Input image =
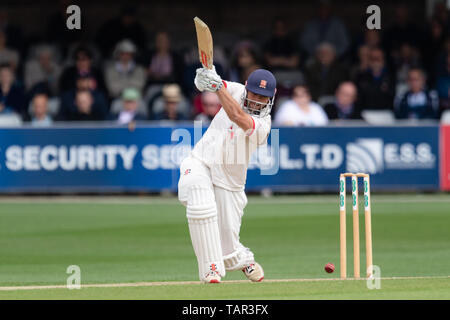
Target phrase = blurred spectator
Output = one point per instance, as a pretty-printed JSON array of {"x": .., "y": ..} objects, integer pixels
[
  {"x": 435, "y": 35},
  {"x": 12, "y": 94},
  {"x": 325, "y": 73},
  {"x": 443, "y": 85},
  {"x": 211, "y": 105},
  {"x": 280, "y": 51},
  {"x": 191, "y": 63},
  {"x": 57, "y": 31},
  {"x": 244, "y": 58},
  {"x": 42, "y": 69},
  {"x": 172, "y": 98},
  {"x": 82, "y": 59},
  {"x": 68, "y": 98},
  {"x": 372, "y": 38},
  {"x": 440, "y": 13},
  {"x": 325, "y": 28},
  {"x": 345, "y": 106},
  {"x": 407, "y": 58},
  {"x": 401, "y": 31},
  {"x": 130, "y": 103},
  {"x": 39, "y": 111},
  {"x": 124, "y": 72},
  {"x": 300, "y": 110},
  {"x": 165, "y": 65},
  {"x": 84, "y": 108},
  {"x": 125, "y": 26},
  {"x": 362, "y": 64},
  {"x": 8, "y": 55},
  {"x": 13, "y": 33},
  {"x": 417, "y": 102},
  {"x": 376, "y": 86}
]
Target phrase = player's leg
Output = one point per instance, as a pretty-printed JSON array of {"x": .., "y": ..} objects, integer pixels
[
  {"x": 230, "y": 209},
  {"x": 195, "y": 191}
]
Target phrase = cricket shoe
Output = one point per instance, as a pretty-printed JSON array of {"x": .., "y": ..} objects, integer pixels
[
  {"x": 213, "y": 275},
  {"x": 254, "y": 272}
]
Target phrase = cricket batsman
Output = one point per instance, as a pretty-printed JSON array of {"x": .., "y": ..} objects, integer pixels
[{"x": 212, "y": 178}]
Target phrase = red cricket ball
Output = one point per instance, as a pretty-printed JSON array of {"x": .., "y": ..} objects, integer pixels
[{"x": 329, "y": 267}]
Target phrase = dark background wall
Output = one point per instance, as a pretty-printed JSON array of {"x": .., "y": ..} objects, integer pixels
[{"x": 242, "y": 18}]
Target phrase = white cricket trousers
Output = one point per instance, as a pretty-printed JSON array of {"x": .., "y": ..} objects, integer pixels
[{"x": 214, "y": 216}]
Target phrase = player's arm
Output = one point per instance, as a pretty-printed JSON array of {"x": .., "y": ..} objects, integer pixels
[
  {"x": 209, "y": 80},
  {"x": 234, "y": 110}
]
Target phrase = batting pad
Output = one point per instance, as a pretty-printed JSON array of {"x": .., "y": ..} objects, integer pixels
[
  {"x": 238, "y": 259},
  {"x": 201, "y": 212}
]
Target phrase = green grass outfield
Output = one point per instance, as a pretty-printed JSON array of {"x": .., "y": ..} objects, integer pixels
[{"x": 139, "y": 248}]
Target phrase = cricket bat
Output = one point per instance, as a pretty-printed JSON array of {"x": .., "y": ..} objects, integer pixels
[{"x": 204, "y": 41}]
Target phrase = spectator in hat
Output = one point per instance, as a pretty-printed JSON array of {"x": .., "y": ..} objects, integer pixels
[
  {"x": 172, "y": 97},
  {"x": 56, "y": 28},
  {"x": 84, "y": 108},
  {"x": 300, "y": 110},
  {"x": 417, "y": 102},
  {"x": 39, "y": 111},
  {"x": 210, "y": 105},
  {"x": 376, "y": 85},
  {"x": 42, "y": 69},
  {"x": 124, "y": 72},
  {"x": 345, "y": 105},
  {"x": 130, "y": 103},
  {"x": 82, "y": 65},
  {"x": 68, "y": 99}
]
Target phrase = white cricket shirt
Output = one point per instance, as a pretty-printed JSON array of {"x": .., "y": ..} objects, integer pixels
[{"x": 226, "y": 149}]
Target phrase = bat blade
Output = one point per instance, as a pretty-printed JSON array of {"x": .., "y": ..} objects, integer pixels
[{"x": 205, "y": 44}]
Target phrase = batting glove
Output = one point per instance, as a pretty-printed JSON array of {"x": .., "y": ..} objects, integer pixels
[{"x": 208, "y": 79}]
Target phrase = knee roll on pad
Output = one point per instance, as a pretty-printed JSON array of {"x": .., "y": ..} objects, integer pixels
[
  {"x": 200, "y": 203},
  {"x": 238, "y": 259},
  {"x": 201, "y": 212}
]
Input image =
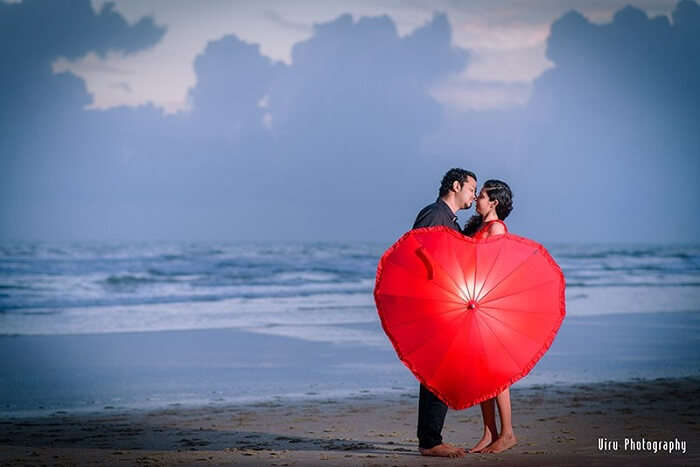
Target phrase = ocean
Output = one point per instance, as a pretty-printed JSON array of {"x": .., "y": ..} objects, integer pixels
[
  {"x": 298, "y": 290},
  {"x": 91, "y": 321}
]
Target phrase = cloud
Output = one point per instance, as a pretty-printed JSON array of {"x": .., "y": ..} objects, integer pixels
[
  {"x": 347, "y": 140},
  {"x": 621, "y": 109}
]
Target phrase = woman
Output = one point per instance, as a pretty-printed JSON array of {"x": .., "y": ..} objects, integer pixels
[{"x": 493, "y": 205}]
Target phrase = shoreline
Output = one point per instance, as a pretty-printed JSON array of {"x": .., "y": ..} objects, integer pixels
[{"x": 555, "y": 425}]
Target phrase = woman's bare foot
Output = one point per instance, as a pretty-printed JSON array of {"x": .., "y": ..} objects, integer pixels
[
  {"x": 483, "y": 442},
  {"x": 443, "y": 450},
  {"x": 505, "y": 441}
]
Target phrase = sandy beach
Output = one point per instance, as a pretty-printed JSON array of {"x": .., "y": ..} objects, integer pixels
[{"x": 555, "y": 425}]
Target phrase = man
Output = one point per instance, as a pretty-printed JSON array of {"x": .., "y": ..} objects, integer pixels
[{"x": 457, "y": 191}]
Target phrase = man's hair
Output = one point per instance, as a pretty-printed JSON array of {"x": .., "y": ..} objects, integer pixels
[{"x": 454, "y": 175}]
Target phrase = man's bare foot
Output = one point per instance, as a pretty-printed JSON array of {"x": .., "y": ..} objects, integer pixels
[
  {"x": 505, "y": 441},
  {"x": 443, "y": 450},
  {"x": 483, "y": 442}
]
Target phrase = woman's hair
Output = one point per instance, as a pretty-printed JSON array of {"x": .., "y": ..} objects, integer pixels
[{"x": 497, "y": 191}]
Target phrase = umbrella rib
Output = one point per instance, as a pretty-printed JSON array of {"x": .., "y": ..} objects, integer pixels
[
  {"x": 510, "y": 310},
  {"x": 449, "y": 346},
  {"x": 443, "y": 270},
  {"x": 490, "y": 269},
  {"x": 421, "y": 298},
  {"x": 433, "y": 336},
  {"x": 509, "y": 326},
  {"x": 451, "y": 310},
  {"x": 476, "y": 254},
  {"x": 459, "y": 265},
  {"x": 517, "y": 365},
  {"x": 432, "y": 282},
  {"x": 506, "y": 276},
  {"x": 516, "y": 293}
]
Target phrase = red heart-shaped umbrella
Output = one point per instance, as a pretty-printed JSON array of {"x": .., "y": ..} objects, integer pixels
[{"x": 468, "y": 317}]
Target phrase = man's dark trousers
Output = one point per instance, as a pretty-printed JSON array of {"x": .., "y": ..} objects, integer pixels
[{"x": 431, "y": 410}]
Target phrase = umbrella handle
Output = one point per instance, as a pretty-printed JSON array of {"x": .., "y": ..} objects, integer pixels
[{"x": 423, "y": 255}]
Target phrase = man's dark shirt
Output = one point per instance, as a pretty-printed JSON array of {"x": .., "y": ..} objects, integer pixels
[{"x": 438, "y": 213}]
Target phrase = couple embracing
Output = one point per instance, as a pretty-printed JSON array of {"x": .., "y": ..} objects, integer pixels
[{"x": 458, "y": 190}]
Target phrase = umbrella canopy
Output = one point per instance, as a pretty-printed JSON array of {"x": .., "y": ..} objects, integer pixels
[{"x": 468, "y": 317}]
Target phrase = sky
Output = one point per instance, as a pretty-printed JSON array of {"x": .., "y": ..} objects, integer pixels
[{"x": 328, "y": 120}]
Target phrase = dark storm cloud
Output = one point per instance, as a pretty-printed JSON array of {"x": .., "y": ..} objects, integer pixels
[
  {"x": 621, "y": 110},
  {"x": 346, "y": 141},
  {"x": 349, "y": 112}
]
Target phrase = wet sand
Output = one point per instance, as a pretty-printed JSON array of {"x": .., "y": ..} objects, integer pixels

+ + + +

* SHORT PROBLEM *
Please recast the lines of the records above, from the line containing "Target phrase = man's dark shirt" through the last line of the records (both included), as a numbered list with blank lines left out.

* RIGHT ANSWER *
1. Target phrase = man's dark shirt
2. Output = one point per instance, as a pretty-printed JSON array of {"x": .., "y": ..} objects, integer pixels
3. [{"x": 438, "y": 213}]
4. Target phrase = couple embracing
5. Output = one point per instance, as a pretty-printed JSON array of {"x": .., "y": ..} objects, integer pixels
6. [{"x": 458, "y": 190}]
7. Target phrase = umbrella canopy
8. Output = one point per instance, as a pretty-printed JSON array of {"x": .., "y": ..} objects, integer pixels
9. [{"x": 468, "y": 317}]
10. Target phrase = sky
11. Output = one point per instance, as a pretty-printed JSON array of {"x": .., "y": ..} objects, integer pixels
12. [{"x": 328, "y": 120}]
13. Target phrase = dark storm cloud
14. Output = one point per instance, as a pretty-printed JSON array of {"x": .., "y": ..} objects, integer pixels
15. [
16.   {"x": 621, "y": 110},
17.   {"x": 346, "y": 141},
18.   {"x": 349, "y": 112}
19. ]
20. Target phrase = wet sand
21. Output = one point per instance, as a pretty-printed JSON array of {"x": .., "y": ..} objects, integer pixels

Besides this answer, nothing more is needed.